- [Exercise directions]
The number of lines in the entries below holding the word "waterfront" is all that is needed here.

::: Study material

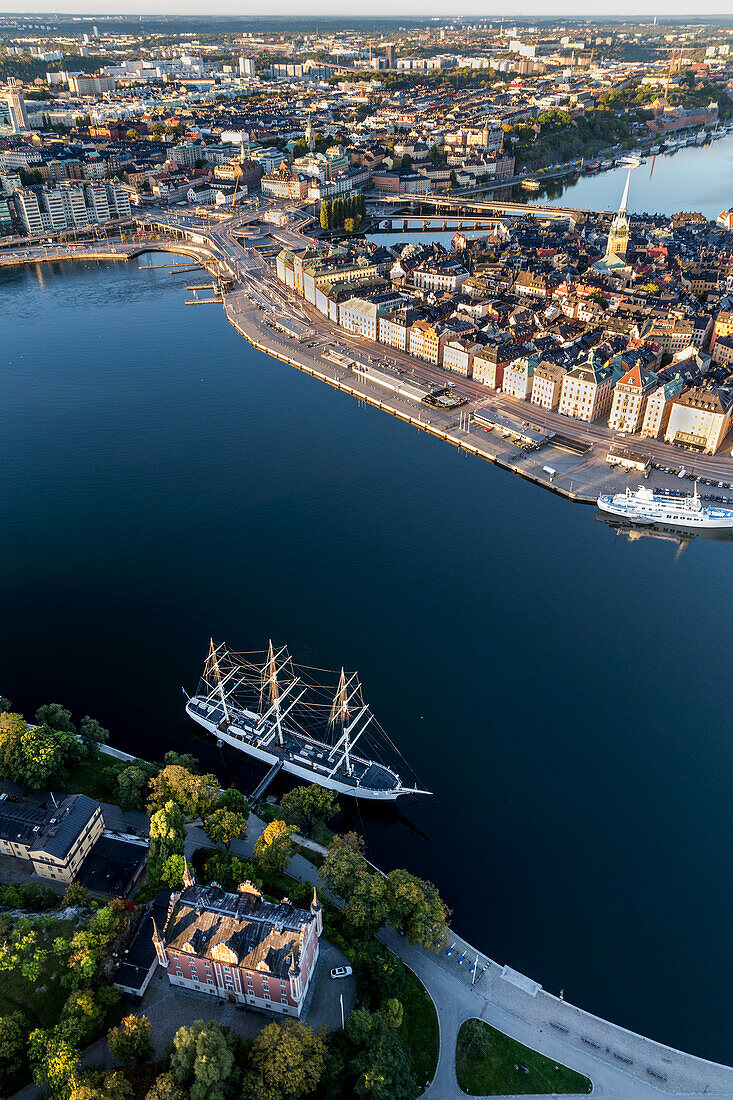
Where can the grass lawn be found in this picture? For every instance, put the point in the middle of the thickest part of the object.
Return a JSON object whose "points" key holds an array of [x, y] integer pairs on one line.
{"points": [[89, 777], [40, 1001], [419, 1029], [507, 1068]]}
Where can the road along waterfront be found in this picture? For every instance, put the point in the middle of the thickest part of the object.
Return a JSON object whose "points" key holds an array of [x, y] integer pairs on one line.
{"points": [[185, 558]]}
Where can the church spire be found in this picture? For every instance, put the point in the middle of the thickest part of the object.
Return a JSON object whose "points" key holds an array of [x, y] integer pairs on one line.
{"points": [[624, 201]]}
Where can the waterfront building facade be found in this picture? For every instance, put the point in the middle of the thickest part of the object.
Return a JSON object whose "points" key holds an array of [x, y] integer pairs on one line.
{"points": [[699, 419], [56, 842], [630, 398], [240, 947], [587, 392]]}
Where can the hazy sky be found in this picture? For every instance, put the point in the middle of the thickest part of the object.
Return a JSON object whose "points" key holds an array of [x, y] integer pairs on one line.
{"points": [[414, 8]]}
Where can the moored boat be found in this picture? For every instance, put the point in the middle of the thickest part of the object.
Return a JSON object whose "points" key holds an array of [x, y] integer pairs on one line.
{"points": [[644, 507], [276, 713]]}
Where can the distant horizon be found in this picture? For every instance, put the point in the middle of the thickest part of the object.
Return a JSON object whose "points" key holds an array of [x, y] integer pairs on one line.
{"points": [[378, 9]]}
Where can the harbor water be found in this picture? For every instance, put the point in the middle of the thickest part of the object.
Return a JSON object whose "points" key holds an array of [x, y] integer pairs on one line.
{"points": [[558, 685]]}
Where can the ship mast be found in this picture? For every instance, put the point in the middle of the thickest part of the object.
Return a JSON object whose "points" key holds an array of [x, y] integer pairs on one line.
{"points": [[214, 671], [341, 711], [271, 693]]}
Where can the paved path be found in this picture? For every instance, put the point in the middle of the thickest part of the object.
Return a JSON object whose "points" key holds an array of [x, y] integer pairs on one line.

::::::

- [Task answer]
2